• _Problem requirements_:
List each line of the data that holds the word "shop".

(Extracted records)

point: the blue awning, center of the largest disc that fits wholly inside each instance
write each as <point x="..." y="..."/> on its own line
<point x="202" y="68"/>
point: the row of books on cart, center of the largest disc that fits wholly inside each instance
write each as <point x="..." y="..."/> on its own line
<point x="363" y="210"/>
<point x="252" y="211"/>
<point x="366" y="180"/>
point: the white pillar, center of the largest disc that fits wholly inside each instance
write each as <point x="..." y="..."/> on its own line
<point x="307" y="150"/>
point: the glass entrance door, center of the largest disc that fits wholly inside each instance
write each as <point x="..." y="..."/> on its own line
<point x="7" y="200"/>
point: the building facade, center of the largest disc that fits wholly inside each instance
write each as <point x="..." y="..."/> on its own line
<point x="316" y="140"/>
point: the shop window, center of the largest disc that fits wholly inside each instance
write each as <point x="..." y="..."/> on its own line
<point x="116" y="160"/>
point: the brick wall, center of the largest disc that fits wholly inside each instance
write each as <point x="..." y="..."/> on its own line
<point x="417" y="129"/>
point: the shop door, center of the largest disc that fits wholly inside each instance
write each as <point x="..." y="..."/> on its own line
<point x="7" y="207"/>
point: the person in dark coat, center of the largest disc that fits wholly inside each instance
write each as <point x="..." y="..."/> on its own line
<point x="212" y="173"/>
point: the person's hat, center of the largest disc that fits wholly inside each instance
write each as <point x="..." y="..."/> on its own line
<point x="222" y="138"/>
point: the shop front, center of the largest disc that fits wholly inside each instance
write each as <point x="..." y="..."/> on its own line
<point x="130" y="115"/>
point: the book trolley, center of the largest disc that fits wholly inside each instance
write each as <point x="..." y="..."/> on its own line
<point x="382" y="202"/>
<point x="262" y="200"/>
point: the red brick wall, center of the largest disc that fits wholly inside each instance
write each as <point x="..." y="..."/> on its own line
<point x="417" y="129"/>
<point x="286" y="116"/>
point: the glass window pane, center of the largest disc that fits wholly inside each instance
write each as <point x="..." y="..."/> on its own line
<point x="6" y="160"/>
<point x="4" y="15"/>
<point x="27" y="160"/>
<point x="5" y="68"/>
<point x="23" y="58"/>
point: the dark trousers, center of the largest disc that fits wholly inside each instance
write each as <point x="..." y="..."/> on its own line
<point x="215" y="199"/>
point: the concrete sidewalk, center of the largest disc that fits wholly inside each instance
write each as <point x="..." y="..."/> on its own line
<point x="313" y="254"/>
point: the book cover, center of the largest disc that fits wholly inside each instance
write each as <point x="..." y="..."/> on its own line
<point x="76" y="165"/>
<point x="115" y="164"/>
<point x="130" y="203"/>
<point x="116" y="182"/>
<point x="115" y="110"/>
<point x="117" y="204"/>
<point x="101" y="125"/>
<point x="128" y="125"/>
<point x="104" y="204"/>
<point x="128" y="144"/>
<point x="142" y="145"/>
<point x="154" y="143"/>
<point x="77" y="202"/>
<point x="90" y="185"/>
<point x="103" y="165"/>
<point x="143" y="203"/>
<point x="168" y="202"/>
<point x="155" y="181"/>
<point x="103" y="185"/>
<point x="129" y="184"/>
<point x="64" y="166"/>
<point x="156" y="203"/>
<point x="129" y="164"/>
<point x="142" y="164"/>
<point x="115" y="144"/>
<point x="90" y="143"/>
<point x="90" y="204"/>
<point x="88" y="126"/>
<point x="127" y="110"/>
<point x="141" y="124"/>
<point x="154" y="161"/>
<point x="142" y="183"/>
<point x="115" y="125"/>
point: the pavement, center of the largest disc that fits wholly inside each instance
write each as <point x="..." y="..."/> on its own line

• _Solution to this task_:
point: the shop window, center of the largest disc that fits wholly inside each instance
point: the shop door, center of the largest disc that fits wholly inside each instance
point: the shop front, center of the largest disc that fits wholly inside each instance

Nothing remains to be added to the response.